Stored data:
■ ■ ■ ■ ■
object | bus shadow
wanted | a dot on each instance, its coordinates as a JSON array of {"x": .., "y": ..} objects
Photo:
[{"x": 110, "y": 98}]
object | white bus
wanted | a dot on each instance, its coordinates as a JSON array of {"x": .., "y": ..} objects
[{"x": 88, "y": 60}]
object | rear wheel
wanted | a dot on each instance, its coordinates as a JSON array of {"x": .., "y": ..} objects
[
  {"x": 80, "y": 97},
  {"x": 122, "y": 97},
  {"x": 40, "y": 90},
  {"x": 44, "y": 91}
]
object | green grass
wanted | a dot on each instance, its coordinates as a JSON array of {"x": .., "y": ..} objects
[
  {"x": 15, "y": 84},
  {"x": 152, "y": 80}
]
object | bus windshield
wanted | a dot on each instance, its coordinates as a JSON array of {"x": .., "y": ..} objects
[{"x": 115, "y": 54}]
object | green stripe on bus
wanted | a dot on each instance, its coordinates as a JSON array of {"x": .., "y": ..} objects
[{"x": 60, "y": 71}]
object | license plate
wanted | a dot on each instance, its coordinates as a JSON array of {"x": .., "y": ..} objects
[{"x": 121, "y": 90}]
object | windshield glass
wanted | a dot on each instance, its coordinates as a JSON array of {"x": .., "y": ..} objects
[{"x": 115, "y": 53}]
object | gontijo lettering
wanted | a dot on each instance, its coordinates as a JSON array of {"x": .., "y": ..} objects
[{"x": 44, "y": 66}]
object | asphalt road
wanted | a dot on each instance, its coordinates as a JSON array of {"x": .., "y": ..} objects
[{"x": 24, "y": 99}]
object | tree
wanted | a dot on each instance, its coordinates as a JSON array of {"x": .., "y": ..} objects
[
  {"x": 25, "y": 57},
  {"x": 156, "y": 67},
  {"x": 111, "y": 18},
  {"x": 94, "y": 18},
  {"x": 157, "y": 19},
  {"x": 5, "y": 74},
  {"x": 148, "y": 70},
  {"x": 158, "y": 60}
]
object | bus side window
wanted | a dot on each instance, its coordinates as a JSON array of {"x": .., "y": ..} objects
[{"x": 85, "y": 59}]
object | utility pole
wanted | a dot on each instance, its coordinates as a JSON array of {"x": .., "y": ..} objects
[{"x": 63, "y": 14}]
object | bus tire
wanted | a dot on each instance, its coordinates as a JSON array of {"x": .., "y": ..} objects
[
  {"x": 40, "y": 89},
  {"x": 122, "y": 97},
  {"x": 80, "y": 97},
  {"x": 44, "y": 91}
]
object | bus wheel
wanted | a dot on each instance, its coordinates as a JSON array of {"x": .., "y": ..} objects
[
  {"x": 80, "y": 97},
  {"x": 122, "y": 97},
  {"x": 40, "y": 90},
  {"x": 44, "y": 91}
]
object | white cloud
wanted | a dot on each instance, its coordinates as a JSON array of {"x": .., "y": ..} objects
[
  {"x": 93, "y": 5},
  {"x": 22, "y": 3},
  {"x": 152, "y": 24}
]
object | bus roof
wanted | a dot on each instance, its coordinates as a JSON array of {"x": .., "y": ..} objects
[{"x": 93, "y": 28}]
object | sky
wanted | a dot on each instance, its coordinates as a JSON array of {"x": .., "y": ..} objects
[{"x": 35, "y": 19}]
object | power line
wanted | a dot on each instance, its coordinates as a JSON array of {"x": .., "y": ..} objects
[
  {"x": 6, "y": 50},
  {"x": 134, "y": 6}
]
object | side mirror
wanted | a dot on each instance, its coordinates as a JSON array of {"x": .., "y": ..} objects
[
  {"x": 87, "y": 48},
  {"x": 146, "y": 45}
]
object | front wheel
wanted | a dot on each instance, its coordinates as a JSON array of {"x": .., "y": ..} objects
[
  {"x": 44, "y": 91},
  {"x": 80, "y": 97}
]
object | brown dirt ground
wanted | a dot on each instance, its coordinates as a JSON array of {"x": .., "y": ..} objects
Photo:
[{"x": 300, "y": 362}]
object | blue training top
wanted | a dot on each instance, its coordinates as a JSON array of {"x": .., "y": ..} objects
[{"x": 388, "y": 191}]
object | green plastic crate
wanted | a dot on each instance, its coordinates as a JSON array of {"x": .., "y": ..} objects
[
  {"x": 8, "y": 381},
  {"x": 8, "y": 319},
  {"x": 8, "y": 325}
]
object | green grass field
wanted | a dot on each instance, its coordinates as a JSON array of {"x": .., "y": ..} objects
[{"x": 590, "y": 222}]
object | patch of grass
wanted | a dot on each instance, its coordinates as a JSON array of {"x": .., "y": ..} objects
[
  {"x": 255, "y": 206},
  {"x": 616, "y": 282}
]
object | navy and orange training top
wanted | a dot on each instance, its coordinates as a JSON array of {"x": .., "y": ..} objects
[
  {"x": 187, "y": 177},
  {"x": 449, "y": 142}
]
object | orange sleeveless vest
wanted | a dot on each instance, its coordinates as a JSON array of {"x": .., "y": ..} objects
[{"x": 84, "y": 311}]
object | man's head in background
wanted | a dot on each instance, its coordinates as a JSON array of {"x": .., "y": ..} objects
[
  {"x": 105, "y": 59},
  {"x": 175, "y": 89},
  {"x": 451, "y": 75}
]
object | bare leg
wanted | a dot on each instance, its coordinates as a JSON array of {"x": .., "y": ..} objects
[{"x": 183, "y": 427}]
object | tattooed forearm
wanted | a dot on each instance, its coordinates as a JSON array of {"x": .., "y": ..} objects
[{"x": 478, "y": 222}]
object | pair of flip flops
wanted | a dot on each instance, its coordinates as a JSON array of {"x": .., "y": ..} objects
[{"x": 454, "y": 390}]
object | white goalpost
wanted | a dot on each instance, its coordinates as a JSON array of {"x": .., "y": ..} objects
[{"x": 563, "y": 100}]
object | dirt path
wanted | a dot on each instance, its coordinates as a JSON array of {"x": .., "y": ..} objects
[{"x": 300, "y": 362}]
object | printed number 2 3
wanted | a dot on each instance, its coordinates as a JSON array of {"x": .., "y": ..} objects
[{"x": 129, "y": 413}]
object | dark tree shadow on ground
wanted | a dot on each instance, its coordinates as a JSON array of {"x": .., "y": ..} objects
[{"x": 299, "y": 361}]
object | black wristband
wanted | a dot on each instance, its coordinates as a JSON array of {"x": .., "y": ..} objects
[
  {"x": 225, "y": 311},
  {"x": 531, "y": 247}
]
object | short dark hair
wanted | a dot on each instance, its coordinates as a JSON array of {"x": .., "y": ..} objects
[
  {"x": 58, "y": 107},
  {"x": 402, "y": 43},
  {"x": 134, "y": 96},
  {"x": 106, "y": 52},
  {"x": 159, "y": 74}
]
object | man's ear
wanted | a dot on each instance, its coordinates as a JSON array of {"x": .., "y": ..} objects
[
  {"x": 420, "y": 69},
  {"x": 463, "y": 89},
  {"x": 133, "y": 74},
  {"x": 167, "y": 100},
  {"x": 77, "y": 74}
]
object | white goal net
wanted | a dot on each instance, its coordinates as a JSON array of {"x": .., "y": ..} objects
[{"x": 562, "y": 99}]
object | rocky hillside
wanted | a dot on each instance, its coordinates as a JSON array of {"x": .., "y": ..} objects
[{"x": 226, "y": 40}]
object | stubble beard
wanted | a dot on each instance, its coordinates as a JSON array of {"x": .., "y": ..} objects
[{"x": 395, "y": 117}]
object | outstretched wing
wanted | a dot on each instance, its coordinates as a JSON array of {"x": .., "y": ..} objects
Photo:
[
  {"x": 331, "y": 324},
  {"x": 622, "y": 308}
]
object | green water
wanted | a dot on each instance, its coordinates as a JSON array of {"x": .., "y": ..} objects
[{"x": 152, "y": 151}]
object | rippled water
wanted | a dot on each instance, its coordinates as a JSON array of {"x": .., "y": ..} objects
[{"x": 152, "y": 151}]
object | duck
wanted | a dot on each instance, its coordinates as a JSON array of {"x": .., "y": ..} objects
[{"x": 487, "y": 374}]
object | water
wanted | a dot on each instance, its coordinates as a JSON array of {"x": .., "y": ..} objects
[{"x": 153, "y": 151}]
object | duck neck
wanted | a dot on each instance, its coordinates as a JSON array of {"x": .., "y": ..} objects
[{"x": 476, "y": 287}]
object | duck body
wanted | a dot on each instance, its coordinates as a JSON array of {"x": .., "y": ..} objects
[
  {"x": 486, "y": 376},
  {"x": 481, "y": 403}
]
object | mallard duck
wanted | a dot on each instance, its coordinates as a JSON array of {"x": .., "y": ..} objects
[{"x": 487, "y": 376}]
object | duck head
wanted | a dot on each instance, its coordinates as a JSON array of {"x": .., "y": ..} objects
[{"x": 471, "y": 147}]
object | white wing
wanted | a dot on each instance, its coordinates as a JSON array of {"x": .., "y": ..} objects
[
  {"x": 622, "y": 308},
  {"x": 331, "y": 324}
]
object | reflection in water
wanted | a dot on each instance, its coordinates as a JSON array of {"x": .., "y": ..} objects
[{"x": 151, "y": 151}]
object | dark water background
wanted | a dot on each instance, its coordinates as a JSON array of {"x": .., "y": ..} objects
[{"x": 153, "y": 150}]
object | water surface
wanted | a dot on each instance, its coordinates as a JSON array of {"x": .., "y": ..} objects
■ ■ ■ ■ ■
§ **WHAT TO DO**
Please output the lines of the data above exactly, from the line containing "object | dark water background" through the end of the data, including both ends.

§ **OUTPUT**
object | dark water background
wanted | a dot on each instance, its coordinates as a JSON array of {"x": .., "y": ..} objects
[{"x": 153, "y": 150}]
object | water surface
wanted | a dot on each instance, its coordinates as a JSON array of {"x": .., "y": ..} objects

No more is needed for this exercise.